_The problem_
Your output is the line containing "In this photo, where can the refrigerator" plus all lines after it to the end of the records, reproduced exactly, with nothing else.
# # # # #
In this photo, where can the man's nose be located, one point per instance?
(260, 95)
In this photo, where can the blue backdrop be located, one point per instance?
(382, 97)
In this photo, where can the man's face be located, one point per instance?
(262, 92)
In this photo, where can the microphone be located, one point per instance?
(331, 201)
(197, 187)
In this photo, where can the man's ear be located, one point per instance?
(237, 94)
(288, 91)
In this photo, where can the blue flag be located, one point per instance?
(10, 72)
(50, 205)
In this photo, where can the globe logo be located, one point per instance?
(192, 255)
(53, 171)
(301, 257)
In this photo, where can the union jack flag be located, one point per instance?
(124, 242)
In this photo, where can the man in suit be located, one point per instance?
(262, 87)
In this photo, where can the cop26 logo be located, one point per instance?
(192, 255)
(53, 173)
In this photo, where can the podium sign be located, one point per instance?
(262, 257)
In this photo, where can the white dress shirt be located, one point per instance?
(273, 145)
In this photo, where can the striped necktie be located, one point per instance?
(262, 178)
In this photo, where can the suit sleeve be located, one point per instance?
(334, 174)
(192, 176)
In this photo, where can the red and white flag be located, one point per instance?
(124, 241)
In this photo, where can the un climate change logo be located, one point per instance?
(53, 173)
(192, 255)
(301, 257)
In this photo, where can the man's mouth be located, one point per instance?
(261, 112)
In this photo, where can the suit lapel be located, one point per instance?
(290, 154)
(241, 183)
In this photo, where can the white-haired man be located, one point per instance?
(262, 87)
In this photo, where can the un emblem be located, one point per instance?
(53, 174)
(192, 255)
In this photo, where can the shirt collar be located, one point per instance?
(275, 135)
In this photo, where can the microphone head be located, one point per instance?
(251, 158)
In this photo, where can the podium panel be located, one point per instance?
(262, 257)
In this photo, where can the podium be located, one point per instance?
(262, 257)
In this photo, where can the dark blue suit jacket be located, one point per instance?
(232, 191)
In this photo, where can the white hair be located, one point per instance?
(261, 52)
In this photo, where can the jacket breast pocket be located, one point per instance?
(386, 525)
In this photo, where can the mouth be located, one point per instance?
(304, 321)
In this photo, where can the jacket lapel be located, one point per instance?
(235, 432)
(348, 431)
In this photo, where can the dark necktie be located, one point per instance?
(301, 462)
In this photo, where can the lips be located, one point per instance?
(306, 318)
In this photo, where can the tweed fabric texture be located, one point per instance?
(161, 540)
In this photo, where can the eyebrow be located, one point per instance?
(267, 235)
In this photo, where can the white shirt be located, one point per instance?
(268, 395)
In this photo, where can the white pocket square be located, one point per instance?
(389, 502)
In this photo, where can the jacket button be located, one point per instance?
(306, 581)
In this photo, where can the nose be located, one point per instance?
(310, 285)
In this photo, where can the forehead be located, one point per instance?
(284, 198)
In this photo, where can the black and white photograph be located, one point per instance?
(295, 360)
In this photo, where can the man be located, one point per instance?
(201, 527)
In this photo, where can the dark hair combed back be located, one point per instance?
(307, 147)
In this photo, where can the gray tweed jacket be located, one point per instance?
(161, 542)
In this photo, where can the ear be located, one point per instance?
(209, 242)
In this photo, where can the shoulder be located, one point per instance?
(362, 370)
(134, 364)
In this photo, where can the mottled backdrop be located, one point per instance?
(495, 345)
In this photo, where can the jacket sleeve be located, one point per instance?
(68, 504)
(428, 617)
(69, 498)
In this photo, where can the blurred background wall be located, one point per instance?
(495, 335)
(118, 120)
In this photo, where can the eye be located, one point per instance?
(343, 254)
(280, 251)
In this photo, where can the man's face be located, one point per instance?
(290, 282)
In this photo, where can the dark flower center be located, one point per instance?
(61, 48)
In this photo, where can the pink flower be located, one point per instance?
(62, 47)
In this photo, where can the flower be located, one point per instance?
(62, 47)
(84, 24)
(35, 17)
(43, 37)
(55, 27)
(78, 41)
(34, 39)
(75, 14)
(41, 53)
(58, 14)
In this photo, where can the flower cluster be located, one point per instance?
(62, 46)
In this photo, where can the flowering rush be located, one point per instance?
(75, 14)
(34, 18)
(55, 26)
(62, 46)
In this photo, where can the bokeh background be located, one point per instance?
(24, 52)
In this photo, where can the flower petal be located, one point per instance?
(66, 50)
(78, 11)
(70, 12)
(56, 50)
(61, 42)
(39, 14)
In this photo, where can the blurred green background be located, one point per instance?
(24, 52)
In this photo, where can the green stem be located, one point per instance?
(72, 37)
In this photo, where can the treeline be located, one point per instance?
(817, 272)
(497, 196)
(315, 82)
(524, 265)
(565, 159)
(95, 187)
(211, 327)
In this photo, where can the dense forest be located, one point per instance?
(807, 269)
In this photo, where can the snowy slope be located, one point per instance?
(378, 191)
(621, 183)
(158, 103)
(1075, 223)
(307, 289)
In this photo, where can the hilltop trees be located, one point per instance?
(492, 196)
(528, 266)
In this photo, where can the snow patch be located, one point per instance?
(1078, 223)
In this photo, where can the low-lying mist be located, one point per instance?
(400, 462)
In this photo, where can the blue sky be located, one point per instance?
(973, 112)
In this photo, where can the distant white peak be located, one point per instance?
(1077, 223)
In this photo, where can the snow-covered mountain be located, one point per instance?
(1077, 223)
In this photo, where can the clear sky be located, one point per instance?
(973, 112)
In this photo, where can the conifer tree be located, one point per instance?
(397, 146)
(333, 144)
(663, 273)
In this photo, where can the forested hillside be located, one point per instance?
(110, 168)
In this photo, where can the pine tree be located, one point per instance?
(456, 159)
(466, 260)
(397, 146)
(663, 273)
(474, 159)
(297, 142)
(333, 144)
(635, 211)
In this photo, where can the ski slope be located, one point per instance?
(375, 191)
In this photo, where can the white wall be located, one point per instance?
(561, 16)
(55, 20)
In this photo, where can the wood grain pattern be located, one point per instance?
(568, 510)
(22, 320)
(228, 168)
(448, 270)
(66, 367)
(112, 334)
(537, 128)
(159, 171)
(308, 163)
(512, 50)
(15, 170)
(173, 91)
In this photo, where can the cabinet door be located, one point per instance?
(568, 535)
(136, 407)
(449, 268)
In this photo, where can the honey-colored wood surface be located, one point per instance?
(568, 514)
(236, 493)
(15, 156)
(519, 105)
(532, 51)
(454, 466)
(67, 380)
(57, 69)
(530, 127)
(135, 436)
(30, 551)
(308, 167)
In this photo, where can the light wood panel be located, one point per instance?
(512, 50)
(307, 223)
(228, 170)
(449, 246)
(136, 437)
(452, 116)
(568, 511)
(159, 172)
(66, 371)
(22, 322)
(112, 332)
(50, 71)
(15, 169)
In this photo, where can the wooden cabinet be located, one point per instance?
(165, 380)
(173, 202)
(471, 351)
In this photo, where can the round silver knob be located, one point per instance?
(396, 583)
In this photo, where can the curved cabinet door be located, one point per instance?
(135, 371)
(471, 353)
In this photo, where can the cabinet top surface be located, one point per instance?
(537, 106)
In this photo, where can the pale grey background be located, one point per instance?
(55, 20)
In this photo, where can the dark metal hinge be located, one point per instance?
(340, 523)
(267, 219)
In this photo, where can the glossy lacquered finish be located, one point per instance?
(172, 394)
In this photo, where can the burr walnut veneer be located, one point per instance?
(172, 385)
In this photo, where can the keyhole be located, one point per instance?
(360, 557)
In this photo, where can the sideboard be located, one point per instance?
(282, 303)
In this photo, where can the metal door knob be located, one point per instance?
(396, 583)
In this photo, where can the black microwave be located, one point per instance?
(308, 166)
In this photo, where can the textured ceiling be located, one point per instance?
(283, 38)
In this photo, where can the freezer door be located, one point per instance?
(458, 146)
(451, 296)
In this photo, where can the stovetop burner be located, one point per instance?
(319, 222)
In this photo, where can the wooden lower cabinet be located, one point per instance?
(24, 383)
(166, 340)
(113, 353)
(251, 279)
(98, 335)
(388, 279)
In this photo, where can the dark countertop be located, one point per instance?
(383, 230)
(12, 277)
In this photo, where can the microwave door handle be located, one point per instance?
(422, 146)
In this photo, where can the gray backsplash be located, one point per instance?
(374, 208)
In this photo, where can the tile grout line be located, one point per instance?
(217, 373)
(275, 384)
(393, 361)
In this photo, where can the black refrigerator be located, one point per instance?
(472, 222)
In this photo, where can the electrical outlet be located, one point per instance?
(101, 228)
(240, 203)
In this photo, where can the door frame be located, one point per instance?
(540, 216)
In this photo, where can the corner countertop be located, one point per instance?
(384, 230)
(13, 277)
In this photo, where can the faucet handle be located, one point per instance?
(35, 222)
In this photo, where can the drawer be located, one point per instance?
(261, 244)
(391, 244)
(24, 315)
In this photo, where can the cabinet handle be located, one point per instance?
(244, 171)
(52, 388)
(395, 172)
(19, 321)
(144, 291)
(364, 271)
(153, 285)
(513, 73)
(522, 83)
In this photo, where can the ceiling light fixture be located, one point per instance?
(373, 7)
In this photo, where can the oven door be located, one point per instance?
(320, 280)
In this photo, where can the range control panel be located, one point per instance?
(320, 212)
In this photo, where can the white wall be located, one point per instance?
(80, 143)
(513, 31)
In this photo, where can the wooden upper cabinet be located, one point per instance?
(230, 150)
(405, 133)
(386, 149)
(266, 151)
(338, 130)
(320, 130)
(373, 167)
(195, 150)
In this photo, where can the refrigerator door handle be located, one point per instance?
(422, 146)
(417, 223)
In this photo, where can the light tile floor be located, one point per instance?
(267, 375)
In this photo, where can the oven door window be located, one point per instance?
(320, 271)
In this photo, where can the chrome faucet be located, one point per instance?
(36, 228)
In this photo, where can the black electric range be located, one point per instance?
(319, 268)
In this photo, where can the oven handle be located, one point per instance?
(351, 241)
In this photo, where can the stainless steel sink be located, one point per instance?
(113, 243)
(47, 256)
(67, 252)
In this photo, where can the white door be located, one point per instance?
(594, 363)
# # # # #
_Solution_
In this photo, where can the refrigerator door handle be located, one point per instance?
(422, 146)
(417, 223)
In this photo, where can the light tile floor be located, one point per instance?
(267, 375)
In this photo, where can the oven door window be located, one point per instance?
(320, 271)
In this photo, where can the chrome faucet be located, one point per instance?
(36, 228)
In this photo, where can the black electric range be located, one point per instance?
(319, 268)
In this photo, where can the oven handle be located, one point per instance?
(351, 241)
In this photo, where can the stainless steel sink be located, one point per instance?
(113, 243)
(47, 256)
(67, 252)
In this photo, where can the white door be located, one point per instance?
(594, 363)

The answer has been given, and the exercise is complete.